→ **What you are asked to do**
Please reproduce the data below verbatim, from the start down to and including the line containing "84L174 85L186 85L189". Leave the pictures out of your answer.

→ **Data listing**

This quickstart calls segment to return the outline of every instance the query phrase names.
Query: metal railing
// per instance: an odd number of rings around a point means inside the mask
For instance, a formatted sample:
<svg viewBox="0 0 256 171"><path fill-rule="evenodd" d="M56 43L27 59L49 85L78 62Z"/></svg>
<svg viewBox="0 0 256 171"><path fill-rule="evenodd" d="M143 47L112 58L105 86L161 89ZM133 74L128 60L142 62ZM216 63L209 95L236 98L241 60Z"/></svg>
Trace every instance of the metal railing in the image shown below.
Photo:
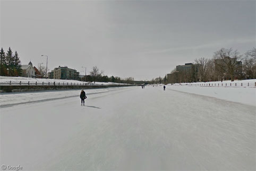
<svg viewBox="0 0 256 171"><path fill-rule="evenodd" d="M124 84L93 83L72 83L72 82L14 82L0 81L0 86L108 86L108 85L125 85Z"/></svg>
<svg viewBox="0 0 256 171"><path fill-rule="evenodd" d="M174 84L174 85L186 85L189 86L201 87L256 87L255 83L181 83Z"/></svg>

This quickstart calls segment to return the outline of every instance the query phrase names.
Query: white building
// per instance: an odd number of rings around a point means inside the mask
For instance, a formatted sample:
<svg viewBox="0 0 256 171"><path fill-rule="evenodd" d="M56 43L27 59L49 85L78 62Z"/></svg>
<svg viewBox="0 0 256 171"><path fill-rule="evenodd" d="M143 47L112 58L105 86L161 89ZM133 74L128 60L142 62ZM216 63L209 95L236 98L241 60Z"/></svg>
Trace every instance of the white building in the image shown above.
<svg viewBox="0 0 256 171"><path fill-rule="evenodd" d="M36 77L36 70L33 67L31 61L29 62L29 65L22 65L21 69L22 69L22 77Z"/></svg>

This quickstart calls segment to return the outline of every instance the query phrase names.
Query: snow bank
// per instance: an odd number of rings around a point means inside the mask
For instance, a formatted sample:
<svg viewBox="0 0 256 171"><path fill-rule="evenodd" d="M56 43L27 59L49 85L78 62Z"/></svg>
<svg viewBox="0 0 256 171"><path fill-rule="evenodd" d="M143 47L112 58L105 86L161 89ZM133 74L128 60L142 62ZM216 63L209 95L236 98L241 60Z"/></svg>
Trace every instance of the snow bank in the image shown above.
<svg viewBox="0 0 256 171"><path fill-rule="evenodd" d="M251 87L167 86L167 89L256 106L256 88Z"/></svg>
<svg viewBox="0 0 256 171"><path fill-rule="evenodd" d="M69 79L46 79L46 78L27 78L27 77L5 77L5 76L0 76L0 84L8 84L10 82L13 83L19 83L20 82L30 82L30 83L36 83L40 84L42 82L44 83L60 83L60 84L64 83L71 83L72 84L96 84L96 85L129 85L128 84L122 84L122 83L102 83L102 82L81 82L76 80L69 80Z"/></svg>

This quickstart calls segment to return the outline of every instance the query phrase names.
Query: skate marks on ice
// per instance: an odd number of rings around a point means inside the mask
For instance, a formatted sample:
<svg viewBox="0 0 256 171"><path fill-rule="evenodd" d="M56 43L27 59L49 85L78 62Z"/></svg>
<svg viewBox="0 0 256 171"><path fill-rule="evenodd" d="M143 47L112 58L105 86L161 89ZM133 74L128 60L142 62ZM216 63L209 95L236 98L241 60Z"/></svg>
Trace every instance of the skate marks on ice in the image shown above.
<svg viewBox="0 0 256 171"><path fill-rule="evenodd" d="M88 107L92 107L92 108L95 108L95 109L101 109L101 108L100 108L100 107L96 107L96 106L93 106L82 105L82 106Z"/></svg>

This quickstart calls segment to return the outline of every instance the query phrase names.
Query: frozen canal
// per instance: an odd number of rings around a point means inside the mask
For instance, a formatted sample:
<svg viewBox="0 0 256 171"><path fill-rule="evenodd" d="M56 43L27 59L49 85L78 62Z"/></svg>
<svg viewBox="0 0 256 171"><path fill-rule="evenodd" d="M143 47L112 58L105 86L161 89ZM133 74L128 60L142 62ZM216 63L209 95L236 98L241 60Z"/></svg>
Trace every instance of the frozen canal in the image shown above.
<svg viewBox="0 0 256 171"><path fill-rule="evenodd" d="M63 98L65 91L2 95L10 103L59 98L1 109L1 165L23 170L255 170L255 106L147 86L88 93L83 106L80 92Z"/></svg>

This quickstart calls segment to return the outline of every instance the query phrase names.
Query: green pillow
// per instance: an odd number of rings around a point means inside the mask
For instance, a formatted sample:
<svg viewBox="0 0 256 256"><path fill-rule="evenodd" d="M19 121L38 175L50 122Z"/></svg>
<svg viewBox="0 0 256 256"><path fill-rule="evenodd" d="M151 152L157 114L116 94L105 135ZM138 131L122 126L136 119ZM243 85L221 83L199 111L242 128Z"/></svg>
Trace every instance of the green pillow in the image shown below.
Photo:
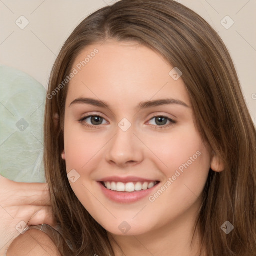
<svg viewBox="0 0 256 256"><path fill-rule="evenodd" d="M28 74L2 65L0 78L0 174L18 182L46 182L46 89Z"/></svg>

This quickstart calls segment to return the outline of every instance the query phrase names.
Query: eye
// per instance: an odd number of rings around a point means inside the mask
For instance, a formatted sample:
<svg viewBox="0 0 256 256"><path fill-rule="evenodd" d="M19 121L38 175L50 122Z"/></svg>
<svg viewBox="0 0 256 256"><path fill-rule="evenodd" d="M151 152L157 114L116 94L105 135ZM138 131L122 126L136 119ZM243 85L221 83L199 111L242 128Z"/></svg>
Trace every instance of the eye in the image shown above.
<svg viewBox="0 0 256 256"><path fill-rule="evenodd" d="M88 120L86 121L87 120ZM154 116L153 118L151 118L148 122L150 122L151 120L156 120L155 123L156 124L153 124L152 125L156 128L160 129L168 128L170 126L176 123L176 122L174 120L164 116ZM100 124L104 124L104 120L106 121L104 118L98 114L94 114L84 116L82 119L78 120L78 122L83 126L86 127L89 127L92 128L100 128L96 127L97 126L100 126ZM88 124L88 122L90 122L90 124ZM168 122L168 124L167 124ZM108 122L106 122L106 123L108 123Z"/></svg>
<svg viewBox="0 0 256 256"><path fill-rule="evenodd" d="M86 122L86 120L90 120L90 124L88 124L88 121ZM90 127L90 128L98 128L97 127L96 127L96 126L102 124L104 120L105 120L105 119L101 116L98 114L94 114L84 116L81 120L79 120L79 122L81 122L82 125Z"/></svg>
<svg viewBox="0 0 256 256"><path fill-rule="evenodd" d="M156 124L153 124L156 128L164 129L176 124L176 122L174 120L164 116L157 116L151 118L152 120L155 120ZM149 122L150 122L149 121ZM169 122L168 124L166 125Z"/></svg>

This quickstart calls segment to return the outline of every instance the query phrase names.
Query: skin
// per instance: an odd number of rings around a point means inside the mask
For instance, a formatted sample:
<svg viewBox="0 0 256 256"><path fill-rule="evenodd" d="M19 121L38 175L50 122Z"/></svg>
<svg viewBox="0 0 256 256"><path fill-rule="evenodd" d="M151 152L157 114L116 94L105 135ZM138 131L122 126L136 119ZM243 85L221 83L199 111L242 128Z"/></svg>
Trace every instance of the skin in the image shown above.
<svg viewBox="0 0 256 256"><path fill-rule="evenodd" d="M70 182L82 204L108 232L115 255L126 256L198 256L200 238L198 232L192 246L194 225L210 168L216 172L224 166L196 130L190 100L182 77L169 75L174 67L158 54L135 42L108 40L85 48L73 68L96 48L98 53L71 80L64 116L64 151L67 173L75 170L80 178ZM110 109L78 104L80 98L106 102ZM166 98L178 104L136 109L140 102ZM86 115L104 119L96 128ZM167 121L160 129L156 116ZM118 126L124 118L132 124L124 132ZM110 176L135 176L160 182L152 194L166 184L182 166L200 153L187 169L154 202L148 197L131 204L108 199L97 180ZM126 234L118 228L126 222ZM112 237L114 240L111 239ZM130 244L132 244L131 246Z"/></svg>
<svg viewBox="0 0 256 256"><path fill-rule="evenodd" d="M43 223L56 226L49 186L45 183L16 182L0 175L0 255L4 255L10 246L14 249L14 244L17 246L16 252L20 253L18 245L22 244L24 236L20 234L26 228L26 224L28 226ZM11 253L10 249L8 252Z"/></svg>

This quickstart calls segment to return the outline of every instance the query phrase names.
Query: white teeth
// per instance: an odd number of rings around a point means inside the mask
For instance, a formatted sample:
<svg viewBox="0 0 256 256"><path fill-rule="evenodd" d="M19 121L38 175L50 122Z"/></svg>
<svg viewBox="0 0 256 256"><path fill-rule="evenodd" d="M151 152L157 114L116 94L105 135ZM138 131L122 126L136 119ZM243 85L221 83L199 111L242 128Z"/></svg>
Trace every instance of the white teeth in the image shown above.
<svg viewBox="0 0 256 256"><path fill-rule="evenodd" d="M112 182L111 183L111 190L113 191L116 190L116 184L115 182Z"/></svg>
<svg viewBox="0 0 256 256"><path fill-rule="evenodd" d="M140 191L142 190L142 184L140 182L138 182L135 184L135 191Z"/></svg>
<svg viewBox="0 0 256 256"><path fill-rule="evenodd" d="M135 190L135 186L132 182L126 183L126 192L133 192Z"/></svg>
<svg viewBox="0 0 256 256"><path fill-rule="evenodd" d="M148 188L153 188L153 186L154 186L154 182L150 182L148 184Z"/></svg>
<svg viewBox="0 0 256 256"><path fill-rule="evenodd" d="M153 188L156 184L157 182L129 182L123 183L122 182L104 182L105 186L110 190L113 191L116 190L118 192L134 192L134 191L141 191L146 190Z"/></svg>
<svg viewBox="0 0 256 256"><path fill-rule="evenodd" d="M113 182L112 182L113 184ZM116 183L116 191L118 192L124 192L126 191L126 184L122 182Z"/></svg>
<svg viewBox="0 0 256 256"><path fill-rule="evenodd" d="M148 183L147 182L144 182L142 185L142 189L143 190L146 190L148 189Z"/></svg>

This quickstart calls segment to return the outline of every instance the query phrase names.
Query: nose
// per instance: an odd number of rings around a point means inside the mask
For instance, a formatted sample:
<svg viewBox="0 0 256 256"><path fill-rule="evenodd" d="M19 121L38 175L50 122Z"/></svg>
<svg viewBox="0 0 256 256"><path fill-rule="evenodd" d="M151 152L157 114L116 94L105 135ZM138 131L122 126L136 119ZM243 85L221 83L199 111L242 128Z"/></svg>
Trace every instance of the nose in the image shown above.
<svg viewBox="0 0 256 256"><path fill-rule="evenodd" d="M122 168L141 162L144 158L143 144L134 134L132 126L126 132L118 126L116 130L107 150L108 162Z"/></svg>

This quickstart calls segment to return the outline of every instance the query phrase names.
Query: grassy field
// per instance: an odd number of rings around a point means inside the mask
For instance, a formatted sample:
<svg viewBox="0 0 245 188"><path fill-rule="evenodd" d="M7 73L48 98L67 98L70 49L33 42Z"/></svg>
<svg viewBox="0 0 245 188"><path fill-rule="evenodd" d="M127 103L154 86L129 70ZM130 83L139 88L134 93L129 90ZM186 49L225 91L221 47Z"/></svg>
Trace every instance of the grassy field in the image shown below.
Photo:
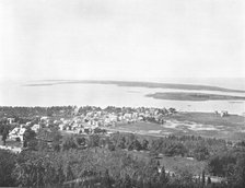
<svg viewBox="0 0 245 188"><path fill-rule="evenodd" d="M144 136L201 136L232 141L244 140L245 117L220 117L211 113L178 113L165 117L164 125L151 122L118 124L109 130Z"/></svg>
<svg viewBox="0 0 245 188"><path fill-rule="evenodd" d="M128 153L143 161L149 161L151 158L150 153L147 153L144 151L128 151ZM185 168L188 169L188 172L191 174L199 175L207 166L207 162L205 161L198 162L196 160L189 160L180 156L168 157L161 155L158 160L160 164L170 172L177 172L178 169Z"/></svg>

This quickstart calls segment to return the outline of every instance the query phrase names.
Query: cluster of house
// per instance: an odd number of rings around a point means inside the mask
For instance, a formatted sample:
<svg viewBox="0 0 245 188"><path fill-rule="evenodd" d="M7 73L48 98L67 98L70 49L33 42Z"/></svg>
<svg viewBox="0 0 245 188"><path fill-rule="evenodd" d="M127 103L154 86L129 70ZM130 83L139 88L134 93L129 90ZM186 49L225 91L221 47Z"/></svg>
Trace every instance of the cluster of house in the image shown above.
<svg viewBox="0 0 245 188"><path fill-rule="evenodd" d="M103 127L116 126L116 124L132 124L138 121L143 121L148 118L154 118L156 122L164 122L164 116L176 113L172 109L165 108L130 108L128 111L106 111L103 109L91 109L83 114L78 114L72 118L59 118L54 119L54 117L39 117L36 121L37 124L26 122L25 125L19 125L9 133L9 139L20 139L23 141L23 134L27 128L37 132L44 127L56 126L61 131L72 132L72 133L86 133L91 134L100 130ZM11 119L13 122L14 119Z"/></svg>

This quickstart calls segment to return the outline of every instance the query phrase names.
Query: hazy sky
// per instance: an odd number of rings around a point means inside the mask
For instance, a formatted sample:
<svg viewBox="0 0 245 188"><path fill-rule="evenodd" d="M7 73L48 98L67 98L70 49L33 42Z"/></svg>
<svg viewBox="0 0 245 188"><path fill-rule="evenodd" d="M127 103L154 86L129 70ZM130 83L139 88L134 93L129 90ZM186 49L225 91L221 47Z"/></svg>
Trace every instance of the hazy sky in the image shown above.
<svg viewBox="0 0 245 188"><path fill-rule="evenodd" d="M244 0L0 0L0 79L245 75Z"/></svg>

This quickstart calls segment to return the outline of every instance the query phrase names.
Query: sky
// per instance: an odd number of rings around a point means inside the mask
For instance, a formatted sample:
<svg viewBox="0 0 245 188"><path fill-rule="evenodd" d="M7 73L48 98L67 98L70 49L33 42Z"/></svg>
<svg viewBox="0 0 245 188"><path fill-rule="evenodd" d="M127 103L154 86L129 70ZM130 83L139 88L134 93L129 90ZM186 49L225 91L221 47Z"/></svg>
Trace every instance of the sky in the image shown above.
<svg viewBox="0 0 245 188"><path fill-rule="evenodd" d="M245 75L244 0L0 0L0 80Z"/></svg>

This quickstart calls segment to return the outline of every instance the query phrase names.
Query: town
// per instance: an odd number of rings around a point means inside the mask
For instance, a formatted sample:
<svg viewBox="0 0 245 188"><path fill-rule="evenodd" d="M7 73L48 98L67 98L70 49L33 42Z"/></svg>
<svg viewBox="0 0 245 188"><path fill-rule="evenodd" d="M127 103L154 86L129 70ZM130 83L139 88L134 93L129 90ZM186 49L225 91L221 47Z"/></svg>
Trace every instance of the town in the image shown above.
<svg viewBox="0 0 245 188"><path fill-rule="evenodd" d="M154 124L164 124L164 117L176 114L174 108L131 108L131 107L113 107L108 106L105 109L93 106L84 106L78 108L77 106L70 108L70 116L62 117L63 109L56 111L51 116L34 116L25 124L21 124L19 118L2 117L1 121L13 129L9 129L8 140L20 141L23 143L23 136L27 129L37 133L42 129L57 128L62 133L80 133L93 134L100 132L104 128L115 127L118 124L133 124L139 121L149 121ZM58 114L58 116L57 116ZM61 117L60 117L61 116ZM3 148L3 146L2 146ZM8 148L7 149L12 149ZM14 149L14 151L20 151Z"/></svg>

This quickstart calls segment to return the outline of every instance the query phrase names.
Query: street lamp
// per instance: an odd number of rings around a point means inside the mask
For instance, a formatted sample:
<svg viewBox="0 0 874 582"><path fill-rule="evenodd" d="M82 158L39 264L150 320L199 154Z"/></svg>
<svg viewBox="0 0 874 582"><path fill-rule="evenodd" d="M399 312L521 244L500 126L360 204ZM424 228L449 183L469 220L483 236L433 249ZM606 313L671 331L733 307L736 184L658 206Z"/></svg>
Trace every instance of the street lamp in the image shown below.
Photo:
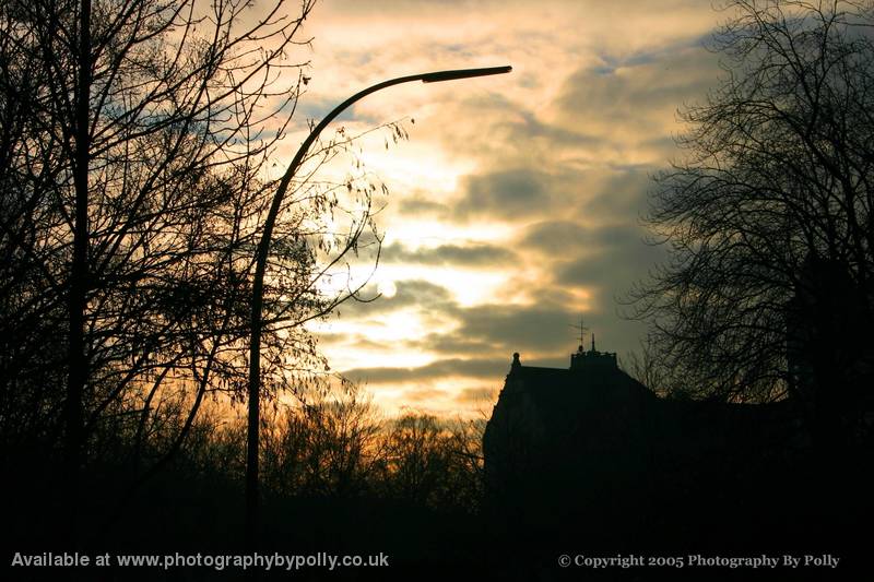
<svg viewBox="0 0 874 582"><path fill-rule="evenodd" d="M255 543L258 530L258 429L260 421L260 391L261 391L261 309L264 300L264 271L267 269L267 258L270 251L270 239L273 236L273 226L276 223L276 216L280 213L282 200L285 192L288 190L288 185L292 181L297 168L300 166L312 142L319 136L322 130L331 121L340 115L345 108L357 102L362 97L375 93L379 90L400 85L401 83L411 83L413 81L422 81L423 83L439 83L442 81L456 81L458 79L471 79L474 76L487 76L493 74L509 73L512 67L488 67L485 69L457 69L452 71L436 71L432 73L414 74L409 76L399 76L382 81L376 85L369 86L347 98L334 109L324 116L318 126L312 128L307 139L300 144L297 153L294 155L288 169L283 174L280 185L276 188L276 193L273 194L273 201L270 204L270 212L264 222L264 231L261 235L261 240L258 242L258 254L255 264L255 281L252 282L252 311L250 322L250 338L249 338L249 414L248 414L248 430L246 437L246 525L247 536L250 543Z"/></svg>

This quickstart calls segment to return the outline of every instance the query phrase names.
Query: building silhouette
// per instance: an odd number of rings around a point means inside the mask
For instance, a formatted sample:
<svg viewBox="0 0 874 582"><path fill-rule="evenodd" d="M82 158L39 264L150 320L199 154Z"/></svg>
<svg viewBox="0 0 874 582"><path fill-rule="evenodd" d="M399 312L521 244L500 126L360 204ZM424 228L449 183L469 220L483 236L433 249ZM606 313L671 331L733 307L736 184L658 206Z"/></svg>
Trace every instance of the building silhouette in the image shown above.
<svg viewBox="0 0 874 582"><path fill-rule="evenodd" d="M791 403L660 397L592 337L567 368L513 354L483 437L485 508L510 543L676 546L756 513L764 483L790 489L804 447ZM792 511L768 499L760 518Z"/></svg>

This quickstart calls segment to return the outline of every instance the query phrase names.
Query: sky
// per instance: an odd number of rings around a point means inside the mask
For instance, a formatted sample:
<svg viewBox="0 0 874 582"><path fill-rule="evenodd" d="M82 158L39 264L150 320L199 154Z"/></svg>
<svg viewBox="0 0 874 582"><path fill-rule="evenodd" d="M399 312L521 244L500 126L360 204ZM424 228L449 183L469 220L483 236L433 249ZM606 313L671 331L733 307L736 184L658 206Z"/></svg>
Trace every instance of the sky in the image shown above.
<svg viewBox="0 0 874 582"><path fill-rule="evenodd" d="M720 78L705 43L728 16L709 0L319 2L290 151L307 119L379 81L512 66L388 88L338 121L402 120L409 140L357 144L389 190L365 289L381 297L310 328L332 369L389 413L475 417L515 352L567 367L580 317L599 349L636 349L646 325L622 299L665 258L647 244L647 192L682 156L677 111Z"/></svg>

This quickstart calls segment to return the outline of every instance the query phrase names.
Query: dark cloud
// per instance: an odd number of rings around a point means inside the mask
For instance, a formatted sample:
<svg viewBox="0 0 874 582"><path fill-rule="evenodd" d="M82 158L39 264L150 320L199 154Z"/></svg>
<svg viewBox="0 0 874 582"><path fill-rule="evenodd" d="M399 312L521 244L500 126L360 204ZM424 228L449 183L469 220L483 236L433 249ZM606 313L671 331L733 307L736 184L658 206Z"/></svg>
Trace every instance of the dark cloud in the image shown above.
<svg viewBox="0 0 874 582"><path fill-rule="evenodd" d="M602 64L570 75L556 100L569 128L622 128L645 139L663 133L665 111L704 97L719 74L716 57L699 38L625 58L601 58Z"/></svg>
<svg viewBox="0 0 874 582"><path fill-rule="evenodd" d="M553 177L536 169L508 169L464 178L464 197L454 206L456 217L524 221L548 211L556 199Z"/></svg>
<svg viewBox="0 0 874 582"><path fill-rule="evenodd" d="M610 233L612 229L604 230ZM643 241L642 230L636 233L629 228L613 234L616 238L609 251L559 262L555 269L555 282L568 286L594 286L621 296L665 257L662 246Z"/></svg>
<svg viewBox="0 0 874 582"><path fill-rule="evenodd" d="M495 352L548 352L567 345L572 308L484 305L465 309L456 337L492 346Z"/></svg>
<svg viewBox="0 0 874 582"><path fill-rule="evenodd" d="M406 198L401 200L399 212L405 216L446 216L449 212L446 204L433 202L423 198Z"/></svg>
<svg viewBox="0 0 874 582"><path fill-rule="evenodd" d="M413 263L452 266L491 266L511 263L516 253L503 247L472 244L465 246L444 245L434 248L410 250L394 244L382 249L382 260L394 263Z"/></svg>
<svg viewBox="0 0 874 582"><path fill-rule="evenodd" d="M342 373L350 380L375 384L433 380L447 376L500 379L509 370L509 365L508 358L450 358L418 368L354 368Z"/></svg>
<svg viewBox="0 0 874 582"><path fill-rule="evenodd" d="M647 191L652 185L650 167L614 173L582 206L581 214L600 221L633 221L647 207Z"/></svg>
<svg viewBox="0 0 874 582"><path fill-rule="evenodd" d="M394 297L377 297L376 284L368 284L359 294L365 301L349 300L340 306L341 316L366 318L380 316L410 306L428 306L433 309L451 311L456 302L452 294L446 287L422 280L394 282L397 293ZM374 300L367 300L373 299Z"/></svg>
<svg viewBox="0 0 874 582"><path fill-rule="evenodd" d="M456 395L456 400L463 403L494 402L497 396L497 388L465 388Z"/></svg>

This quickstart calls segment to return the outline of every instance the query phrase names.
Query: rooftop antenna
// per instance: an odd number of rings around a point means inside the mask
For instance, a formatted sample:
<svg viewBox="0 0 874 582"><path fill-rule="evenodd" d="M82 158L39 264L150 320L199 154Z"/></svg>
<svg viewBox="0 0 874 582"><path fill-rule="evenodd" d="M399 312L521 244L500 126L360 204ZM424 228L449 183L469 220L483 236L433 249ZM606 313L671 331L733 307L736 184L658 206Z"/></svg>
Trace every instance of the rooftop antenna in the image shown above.
<svg viewBox="0 0 874 582"><path fill-rule="evenodd" d="M586 325L582 324L582 316L580 316L580 324L579 325L571 324L570 326L574 328L575 330L579 330L580 331L580 348L579 348L579 351L582 352L582 346L586 344L586 332L589 331L589 328L587 328Z"/></svg>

→ **The answer**
This quickstart calls segment to return the outline of every instance the query phrase names.
Query: metal railing
// per instance: an odd number of rings around a point means inside the mask
For instance, a formatted sample:
<svg viewBox="0 0 256 171"><path fill-rule="evenodd" d="M56 43L27 59L49 85L78 62Z"/></svg>
<svg viewBox="0 0 256 171"><path fill-rule="evenodd" d="M143 47L112 58L105 86L161 89ZM133 74L128 60L142 62ZM216 63L209 95L236 98L241 60Z"/></svg>
Trace every instance of the metal railing in the image shown below.
Photo:
<svg viewBox="0 0 256 171"><path fill-rule="evenodd" d="M124 84L93 83L72 83L72 82L14 82L0 81L0 86L108 86L108 85L125 85Z"/></svg>
<svg viewBox="0 0 256 171"><path fill-rule="evenodd" d="M174 84L174 85L186 85L189 86L201 87L256 87L255 83L181 83Z"/></svg>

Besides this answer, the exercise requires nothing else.